* WHAT YOU ARE ASKED TO DO: Write out the entries below once more, exactly.

Stored data entries
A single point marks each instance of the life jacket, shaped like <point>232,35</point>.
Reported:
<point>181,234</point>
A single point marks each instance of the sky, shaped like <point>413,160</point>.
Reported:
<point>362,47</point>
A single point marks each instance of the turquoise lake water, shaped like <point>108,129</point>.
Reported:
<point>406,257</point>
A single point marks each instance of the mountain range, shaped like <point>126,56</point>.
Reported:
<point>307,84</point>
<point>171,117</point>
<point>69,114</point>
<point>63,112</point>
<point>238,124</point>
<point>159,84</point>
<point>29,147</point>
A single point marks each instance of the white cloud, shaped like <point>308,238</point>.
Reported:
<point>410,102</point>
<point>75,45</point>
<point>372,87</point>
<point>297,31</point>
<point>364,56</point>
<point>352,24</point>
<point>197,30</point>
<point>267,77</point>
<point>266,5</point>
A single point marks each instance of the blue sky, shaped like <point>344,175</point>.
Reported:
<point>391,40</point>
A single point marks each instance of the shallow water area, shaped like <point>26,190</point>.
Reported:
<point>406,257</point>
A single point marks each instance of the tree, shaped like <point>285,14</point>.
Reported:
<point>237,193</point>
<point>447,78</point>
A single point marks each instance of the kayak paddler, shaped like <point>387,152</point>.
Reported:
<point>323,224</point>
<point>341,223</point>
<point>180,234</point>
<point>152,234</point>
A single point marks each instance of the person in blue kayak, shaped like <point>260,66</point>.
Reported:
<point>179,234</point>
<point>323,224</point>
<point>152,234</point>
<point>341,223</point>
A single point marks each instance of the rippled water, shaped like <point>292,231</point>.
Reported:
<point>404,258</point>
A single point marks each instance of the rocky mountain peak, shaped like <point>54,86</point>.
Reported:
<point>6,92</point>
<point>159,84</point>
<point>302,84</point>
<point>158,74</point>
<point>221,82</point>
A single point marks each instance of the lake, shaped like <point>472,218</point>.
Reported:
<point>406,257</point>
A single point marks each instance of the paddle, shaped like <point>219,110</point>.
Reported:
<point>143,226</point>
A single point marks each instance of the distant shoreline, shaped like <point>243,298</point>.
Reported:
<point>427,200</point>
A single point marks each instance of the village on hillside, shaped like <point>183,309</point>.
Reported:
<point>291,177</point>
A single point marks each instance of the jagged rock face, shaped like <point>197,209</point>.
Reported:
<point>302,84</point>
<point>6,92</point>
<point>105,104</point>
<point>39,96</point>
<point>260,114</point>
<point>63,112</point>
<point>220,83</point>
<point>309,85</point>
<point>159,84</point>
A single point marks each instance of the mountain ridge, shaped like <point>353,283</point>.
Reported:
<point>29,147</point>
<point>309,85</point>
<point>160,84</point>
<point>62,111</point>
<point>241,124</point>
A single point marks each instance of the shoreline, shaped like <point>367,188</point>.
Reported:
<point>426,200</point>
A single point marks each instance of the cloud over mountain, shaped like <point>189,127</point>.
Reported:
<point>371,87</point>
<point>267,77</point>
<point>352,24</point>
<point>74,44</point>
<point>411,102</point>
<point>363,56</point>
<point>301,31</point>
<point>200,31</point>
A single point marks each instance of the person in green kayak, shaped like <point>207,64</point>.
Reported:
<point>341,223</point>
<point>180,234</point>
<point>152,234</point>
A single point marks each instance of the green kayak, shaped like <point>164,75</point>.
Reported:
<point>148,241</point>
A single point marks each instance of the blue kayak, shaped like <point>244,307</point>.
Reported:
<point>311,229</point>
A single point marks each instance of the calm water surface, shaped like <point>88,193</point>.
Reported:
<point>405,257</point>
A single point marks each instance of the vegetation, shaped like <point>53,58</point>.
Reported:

* RESPONSE TO THE TASK:
A single point marks each instance of the life jacket, shaped like <point>232,35</point>.
Reported:
<point>181,234</point>
A single point marks each instance of the sky, shaped like <point>413,160</point>.
Reported:
<point>362,47</point>
A single point marks each instance of the turquoise lake water, shaped like <point>108,129</point>.
Reported:
<point>406,257</point>
A single point marks each instance of the mountain range, shaped like <point>126,56</point>.
Reported:
<point>307,84</point>
<point>171,117</point>
<point>69,114</point>
<point>63,112</point>
<point>238,124</point>
<point>159,84</point>
<point>29,147</point>
A single point marks each instance of the white cloud, shaped like <point>308,238</point>.
Reported:
<point>410,102</point>
<point>75,45</point>
<point>372,87</point>
<point>297,31</point>
<point>364,56</point>
<point>352,24</point>
<point>197,30</point>
<point>267,77</point>
<point>266,5</point>
A single point marks each instance of the blue sky, shaped like <point>344,175</point>.
Reported:
<point>391,40</point>
A single point marks each instance of the shallow water area, shaped like <point>26,190</point>.
Reported:
<point>406,257</point>
A single point marks each instance of the tree, shaped like <point>285,14</point>.
Reported:
<point>237,193</point>
<point>447,78</point>
A single point marks each instance of the kayak paddler, shaped like <point>387,152</point>.
Reported:
<point>323,224</point>
<point>341,223</point>
<point>180,234</point>
<point>152,234</point>
A single point marks each instance of the person in blue kayak, shaped like <point>260,66</point>.
Reported:
<point>179,234</point>
<point>323,224</point>
<point>152,234</point>
<point>341,223</point>
A single point marks each instance of the rippled water, shaped like <point>292,231</point>.
Reported:
<point>404,258</point>
A single point marks each instance of the rocky mountain peak, shaped like <point>54,86</point>.
Reported:
<point>6,92</point>
<point>159,84</point>
<point>302,84</point>
<point>158,74</point>
<point>221,82</point>
A single point marks each instance of the lake, shaped like <point>472,218</point>.
Reported:
<point>406,257</point>
A single point marks each instance of the paddle, shaped like <point>219,110</point>.
Reported:
<point>143,226</point>
A single point marks each instance of the distant shoreline, shaped like <point>243,298</point>.
Reported:
<point>427,200</point>
A single point marks each instance of the village on hillside, shaped like <point>183,309</point>.
Reported:
<point>291,177</point>
A single point marks each instance of the jagged rock face, shaped like <point>197,209</point>.
Reported:
<point>302,84</point>
<point>6,92</point>
<point>105,104</point>
<point>39,96</point>
<point>260,114</point>
<point>63,112</point>
<point>220,83</point>
<point>309,85</point>
<point>159,84</point>
A single point marks each instance of the mountain ridge, shaped like <point>353,283</point>.
Reported:
<point>29,147</point>
<point>309,85</point>
<point>160,84</point>
<point>62,111</point>
<point>241,124</point>
A single point marks each instance of the shoreline, shaped like <point>367,188</point>.
Reported:
<point>426,200</point>
A single point marks each instance of the cloud over mountain, shaped like <point>189,127</point>.
Reported:
<point>371,87</point>
<point>267,77</point>
<point>352,24</point>
<point>74,44</point>
<point>411,102</point>
<point>363,56</point>
<point>301,31</point>
<point>200,31</point>
A single point marks each instance of the person in green kayak, shaped like <point>207,64</point>.
Reported:
<point>341,223</point>
<point>180,234</point>
<point>152,234</point>
A single point marks each instance of the green kayak, shaped like <point>164,75</point>.
Reported:
<point>148,241</point>
A single point marks each instance of the blue kayak, shaped like <point>244,307</point>.
Reported:
<point>311,229</point>
A single point marks each instance of the calm water surface, shaped like <point>88,193</point>.
Reported:
<point>405,257</point>
A single point marks each instance of the vegetation, shaped like <point>53,58</point>.
Reported:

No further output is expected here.